(Beginning of Task inputs)
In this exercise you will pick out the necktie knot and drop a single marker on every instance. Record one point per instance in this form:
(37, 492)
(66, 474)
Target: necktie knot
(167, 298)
(End of Task inputs)
(Beginning of Task inputs)
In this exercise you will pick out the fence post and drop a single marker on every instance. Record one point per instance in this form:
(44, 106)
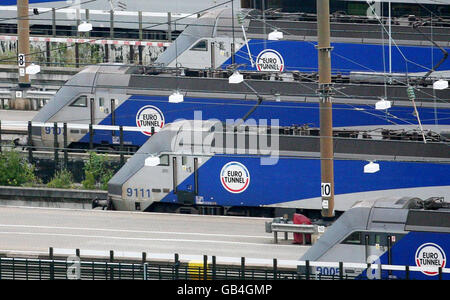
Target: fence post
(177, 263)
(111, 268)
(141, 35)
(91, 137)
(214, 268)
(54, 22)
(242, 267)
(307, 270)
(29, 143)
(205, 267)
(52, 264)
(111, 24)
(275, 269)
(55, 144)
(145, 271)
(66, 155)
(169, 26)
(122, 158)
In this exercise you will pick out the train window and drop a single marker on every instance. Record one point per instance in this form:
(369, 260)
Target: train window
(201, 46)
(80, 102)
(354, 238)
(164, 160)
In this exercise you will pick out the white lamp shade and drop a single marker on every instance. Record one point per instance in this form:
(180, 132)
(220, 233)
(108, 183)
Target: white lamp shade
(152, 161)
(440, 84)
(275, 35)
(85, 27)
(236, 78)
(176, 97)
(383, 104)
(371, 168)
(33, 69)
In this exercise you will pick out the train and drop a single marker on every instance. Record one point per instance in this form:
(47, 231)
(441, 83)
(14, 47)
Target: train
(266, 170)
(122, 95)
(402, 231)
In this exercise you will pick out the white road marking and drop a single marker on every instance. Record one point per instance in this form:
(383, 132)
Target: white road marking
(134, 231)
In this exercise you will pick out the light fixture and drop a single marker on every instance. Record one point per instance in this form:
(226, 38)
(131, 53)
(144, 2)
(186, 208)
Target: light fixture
(End of Task inputs)
(Beginning of Task inputs)
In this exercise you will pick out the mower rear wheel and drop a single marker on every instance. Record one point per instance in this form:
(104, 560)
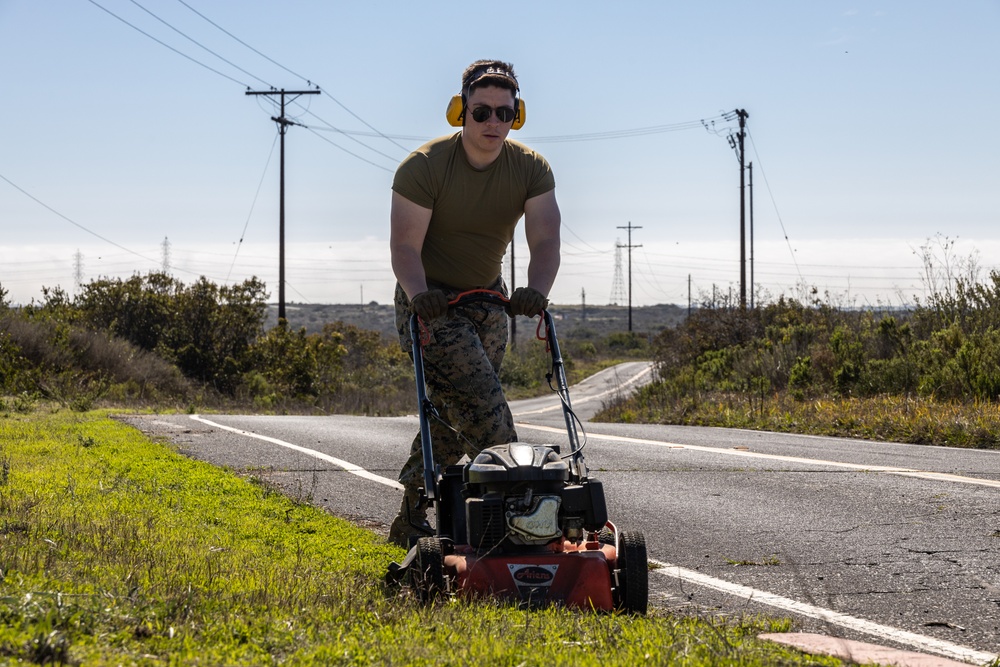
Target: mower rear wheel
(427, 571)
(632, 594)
(End of Task inputs)
• What you have to do: Your reply is to repeat, unchanged, the lines above running from the one with "Target: white road marking" up to and including the one with "Target: light fixture".

• Written answer:
Target: white road marking
(134, 231)
In this exercise you will pick out the light fixture and drop a single marker on every instance. Record one point per instance in this form:
(226, 38)
(131, 53)
(144, 2)
(186, 208)
Target: light fixture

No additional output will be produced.